* _Task prompt_:
Report every line below that contains the word "refrigerator", copying each one in full.

>>>

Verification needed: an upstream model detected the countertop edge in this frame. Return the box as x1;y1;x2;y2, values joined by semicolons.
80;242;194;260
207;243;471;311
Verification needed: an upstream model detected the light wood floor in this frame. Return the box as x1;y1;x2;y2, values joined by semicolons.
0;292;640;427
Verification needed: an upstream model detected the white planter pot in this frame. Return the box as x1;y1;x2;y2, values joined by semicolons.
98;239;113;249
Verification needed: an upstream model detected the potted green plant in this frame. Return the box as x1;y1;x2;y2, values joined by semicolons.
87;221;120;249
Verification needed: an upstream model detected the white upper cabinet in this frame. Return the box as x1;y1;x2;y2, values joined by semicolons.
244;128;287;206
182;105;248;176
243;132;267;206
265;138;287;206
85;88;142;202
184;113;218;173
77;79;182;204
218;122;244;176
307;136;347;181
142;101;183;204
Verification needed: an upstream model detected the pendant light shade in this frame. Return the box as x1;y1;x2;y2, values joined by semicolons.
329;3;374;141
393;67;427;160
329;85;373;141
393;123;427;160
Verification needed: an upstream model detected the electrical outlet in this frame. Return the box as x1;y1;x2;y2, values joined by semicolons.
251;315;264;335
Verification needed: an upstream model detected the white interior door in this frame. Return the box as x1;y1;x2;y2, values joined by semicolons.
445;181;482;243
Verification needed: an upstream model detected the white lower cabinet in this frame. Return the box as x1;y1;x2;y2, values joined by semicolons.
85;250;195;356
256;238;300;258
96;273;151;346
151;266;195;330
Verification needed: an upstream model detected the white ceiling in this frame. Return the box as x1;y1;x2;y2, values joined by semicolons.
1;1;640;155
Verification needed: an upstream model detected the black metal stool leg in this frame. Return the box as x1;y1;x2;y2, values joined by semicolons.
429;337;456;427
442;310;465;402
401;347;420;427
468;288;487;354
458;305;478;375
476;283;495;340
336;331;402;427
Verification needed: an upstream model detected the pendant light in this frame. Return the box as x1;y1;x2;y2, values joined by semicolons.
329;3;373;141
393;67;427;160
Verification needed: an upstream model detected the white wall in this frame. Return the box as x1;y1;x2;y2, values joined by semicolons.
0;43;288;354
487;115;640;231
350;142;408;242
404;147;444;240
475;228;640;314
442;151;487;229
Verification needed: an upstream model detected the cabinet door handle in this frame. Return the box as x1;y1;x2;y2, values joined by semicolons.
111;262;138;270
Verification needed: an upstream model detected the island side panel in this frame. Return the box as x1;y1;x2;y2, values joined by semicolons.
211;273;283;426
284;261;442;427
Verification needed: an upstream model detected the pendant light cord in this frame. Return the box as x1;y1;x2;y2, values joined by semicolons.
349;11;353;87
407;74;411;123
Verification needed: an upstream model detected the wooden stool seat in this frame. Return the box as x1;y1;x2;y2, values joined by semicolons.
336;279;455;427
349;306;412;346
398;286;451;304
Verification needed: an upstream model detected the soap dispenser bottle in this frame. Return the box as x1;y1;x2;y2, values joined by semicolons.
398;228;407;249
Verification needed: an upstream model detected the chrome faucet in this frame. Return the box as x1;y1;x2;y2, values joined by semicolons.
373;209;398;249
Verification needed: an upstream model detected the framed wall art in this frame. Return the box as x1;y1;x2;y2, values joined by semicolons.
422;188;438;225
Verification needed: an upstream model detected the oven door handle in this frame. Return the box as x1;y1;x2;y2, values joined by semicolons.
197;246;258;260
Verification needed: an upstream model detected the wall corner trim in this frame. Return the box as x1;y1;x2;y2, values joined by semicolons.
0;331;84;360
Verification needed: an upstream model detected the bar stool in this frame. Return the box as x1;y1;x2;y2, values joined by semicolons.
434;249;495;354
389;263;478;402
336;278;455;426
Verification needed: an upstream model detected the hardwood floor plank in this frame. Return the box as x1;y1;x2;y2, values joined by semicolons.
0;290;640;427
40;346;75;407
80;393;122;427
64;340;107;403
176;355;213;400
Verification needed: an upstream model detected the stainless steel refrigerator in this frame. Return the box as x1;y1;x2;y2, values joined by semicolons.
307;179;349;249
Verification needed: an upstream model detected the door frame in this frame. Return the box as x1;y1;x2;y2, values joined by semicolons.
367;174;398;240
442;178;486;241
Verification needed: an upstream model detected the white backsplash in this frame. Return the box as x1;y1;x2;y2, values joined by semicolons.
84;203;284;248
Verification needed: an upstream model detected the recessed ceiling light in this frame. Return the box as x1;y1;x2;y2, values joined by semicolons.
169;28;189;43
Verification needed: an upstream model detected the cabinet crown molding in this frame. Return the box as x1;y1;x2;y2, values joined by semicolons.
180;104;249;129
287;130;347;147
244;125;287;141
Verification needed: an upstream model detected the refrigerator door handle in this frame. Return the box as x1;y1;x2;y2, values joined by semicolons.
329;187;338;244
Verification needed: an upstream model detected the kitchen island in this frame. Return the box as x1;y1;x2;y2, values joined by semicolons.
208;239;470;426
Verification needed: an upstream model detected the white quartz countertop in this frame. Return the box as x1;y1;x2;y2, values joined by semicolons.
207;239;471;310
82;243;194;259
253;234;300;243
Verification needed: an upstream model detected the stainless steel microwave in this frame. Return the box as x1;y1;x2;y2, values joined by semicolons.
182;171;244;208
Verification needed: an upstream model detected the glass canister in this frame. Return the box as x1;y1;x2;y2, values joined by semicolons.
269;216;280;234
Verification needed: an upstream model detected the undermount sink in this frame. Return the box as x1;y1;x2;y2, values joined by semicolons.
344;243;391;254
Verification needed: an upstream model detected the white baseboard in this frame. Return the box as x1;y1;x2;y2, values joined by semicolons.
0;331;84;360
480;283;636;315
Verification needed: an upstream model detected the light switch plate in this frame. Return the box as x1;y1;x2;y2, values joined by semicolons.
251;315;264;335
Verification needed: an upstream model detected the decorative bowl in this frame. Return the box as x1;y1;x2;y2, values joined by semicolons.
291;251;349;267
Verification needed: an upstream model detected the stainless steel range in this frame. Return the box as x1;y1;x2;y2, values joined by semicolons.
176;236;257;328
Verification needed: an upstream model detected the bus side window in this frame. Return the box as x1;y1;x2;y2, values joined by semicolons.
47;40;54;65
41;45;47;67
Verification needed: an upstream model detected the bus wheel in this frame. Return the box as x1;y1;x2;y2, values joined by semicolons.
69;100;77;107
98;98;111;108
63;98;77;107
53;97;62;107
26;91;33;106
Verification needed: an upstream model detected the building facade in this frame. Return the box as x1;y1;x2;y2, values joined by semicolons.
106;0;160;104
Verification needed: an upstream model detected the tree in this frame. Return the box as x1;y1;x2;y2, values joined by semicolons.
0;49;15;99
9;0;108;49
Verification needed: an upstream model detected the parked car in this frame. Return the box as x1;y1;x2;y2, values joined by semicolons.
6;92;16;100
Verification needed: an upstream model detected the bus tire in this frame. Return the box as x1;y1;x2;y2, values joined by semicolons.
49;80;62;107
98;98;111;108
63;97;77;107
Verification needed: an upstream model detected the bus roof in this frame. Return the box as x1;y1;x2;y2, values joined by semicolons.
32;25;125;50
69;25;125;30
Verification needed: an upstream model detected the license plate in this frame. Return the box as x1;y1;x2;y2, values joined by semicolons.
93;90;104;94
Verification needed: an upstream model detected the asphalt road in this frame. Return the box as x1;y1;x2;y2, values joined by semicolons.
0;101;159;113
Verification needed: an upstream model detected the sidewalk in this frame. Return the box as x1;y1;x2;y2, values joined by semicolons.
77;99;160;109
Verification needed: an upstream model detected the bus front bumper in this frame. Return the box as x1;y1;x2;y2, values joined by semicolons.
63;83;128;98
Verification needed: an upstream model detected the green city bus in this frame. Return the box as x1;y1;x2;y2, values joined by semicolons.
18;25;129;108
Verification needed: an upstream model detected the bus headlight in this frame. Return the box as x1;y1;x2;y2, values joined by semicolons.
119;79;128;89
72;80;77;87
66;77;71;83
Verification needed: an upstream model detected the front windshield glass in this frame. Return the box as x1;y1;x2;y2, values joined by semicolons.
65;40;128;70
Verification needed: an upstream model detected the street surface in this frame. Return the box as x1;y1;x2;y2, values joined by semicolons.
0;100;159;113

<<<

* _Finished task_:
Verification needed: an upstream model detected the stainless steel refrigerator in this frame. Return the box as x1;y1;x2;y2, values joined by semicolons.
Verification needed: an upstream model detected the refrigerator door handle in this frame. Return the box as x1;y1;x2;y2, values joined by semicolons.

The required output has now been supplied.